SunGard Higher Education is today announcing plans to integrate Epsilen, a learning-based social networking platform, into its learning-management system. The partnership will give SunGard clients access to Epsilen’s collaboration and e-portfolio tools -- as well as 158 years’ worth of digital archives of The New York Times, whose parent company owns the majority share of Epsilen.

When professors are building a course, said Felice Nudelman, executive director of education at the Times, they will be able to use keywords to locate relevant Times content on particular topics and events, and integrate the material into their classes. Students, meanwhile, will be able to manage and share their Epsilen e-portfolios through the SunGard portal. While the combination of services doesn't equal everything Blackboard offers, given that Blackboard's services go beyond classroom experience, it represents a significant addition of content and online communities to the SunGard product for courses.

PROVIDED MATERIAL:

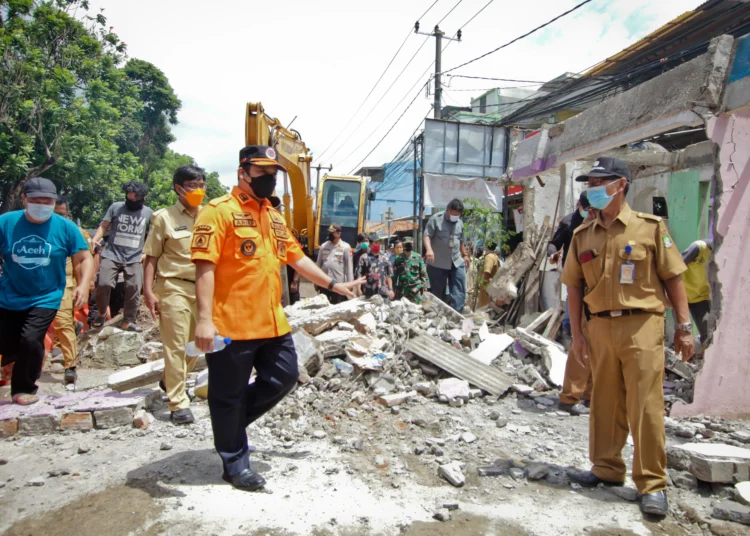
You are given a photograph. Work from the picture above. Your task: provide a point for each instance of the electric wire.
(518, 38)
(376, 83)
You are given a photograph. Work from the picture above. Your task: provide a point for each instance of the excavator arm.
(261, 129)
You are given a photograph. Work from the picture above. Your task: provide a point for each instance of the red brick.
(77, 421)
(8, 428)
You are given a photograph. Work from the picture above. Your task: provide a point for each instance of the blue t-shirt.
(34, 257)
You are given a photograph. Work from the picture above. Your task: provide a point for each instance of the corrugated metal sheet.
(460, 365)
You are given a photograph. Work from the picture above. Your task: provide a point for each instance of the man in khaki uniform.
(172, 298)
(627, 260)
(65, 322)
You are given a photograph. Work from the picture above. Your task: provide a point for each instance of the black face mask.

==

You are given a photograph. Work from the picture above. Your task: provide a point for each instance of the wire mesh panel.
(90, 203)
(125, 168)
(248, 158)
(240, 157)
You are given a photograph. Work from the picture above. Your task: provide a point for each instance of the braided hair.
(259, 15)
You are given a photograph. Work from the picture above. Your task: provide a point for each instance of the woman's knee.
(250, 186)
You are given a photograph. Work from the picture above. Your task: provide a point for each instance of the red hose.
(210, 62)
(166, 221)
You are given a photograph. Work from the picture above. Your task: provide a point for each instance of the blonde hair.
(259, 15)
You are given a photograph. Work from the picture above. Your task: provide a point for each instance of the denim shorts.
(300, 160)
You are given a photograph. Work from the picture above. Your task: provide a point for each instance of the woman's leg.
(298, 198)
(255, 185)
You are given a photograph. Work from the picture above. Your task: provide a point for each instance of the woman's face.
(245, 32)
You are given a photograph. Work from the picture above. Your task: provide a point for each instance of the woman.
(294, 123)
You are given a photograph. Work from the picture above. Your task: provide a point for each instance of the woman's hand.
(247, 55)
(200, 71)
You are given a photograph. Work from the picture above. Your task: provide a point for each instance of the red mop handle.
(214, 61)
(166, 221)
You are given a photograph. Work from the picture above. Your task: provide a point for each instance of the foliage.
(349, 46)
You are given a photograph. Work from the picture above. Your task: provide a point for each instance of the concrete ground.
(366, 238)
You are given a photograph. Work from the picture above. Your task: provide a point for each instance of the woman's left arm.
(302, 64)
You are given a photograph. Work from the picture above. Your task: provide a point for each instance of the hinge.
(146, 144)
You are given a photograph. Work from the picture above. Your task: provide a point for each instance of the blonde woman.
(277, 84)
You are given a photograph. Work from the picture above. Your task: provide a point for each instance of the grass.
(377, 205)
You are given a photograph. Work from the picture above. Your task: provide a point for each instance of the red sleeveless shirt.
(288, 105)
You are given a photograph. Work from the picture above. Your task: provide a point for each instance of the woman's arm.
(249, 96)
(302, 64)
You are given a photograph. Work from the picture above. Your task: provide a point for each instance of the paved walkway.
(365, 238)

...

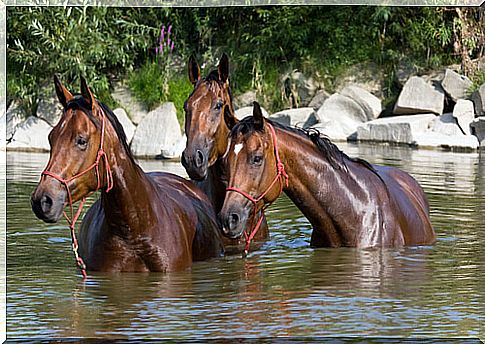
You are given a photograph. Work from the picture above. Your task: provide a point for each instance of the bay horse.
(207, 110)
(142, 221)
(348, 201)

WHAT YOU ARE ASKED TO DO: In the passage about SunGard and Epsilen, how many years of New York Times digital archives will SunGard clients gain access to?

RESPONSE TO THE EXERCISE: 158 years' worth.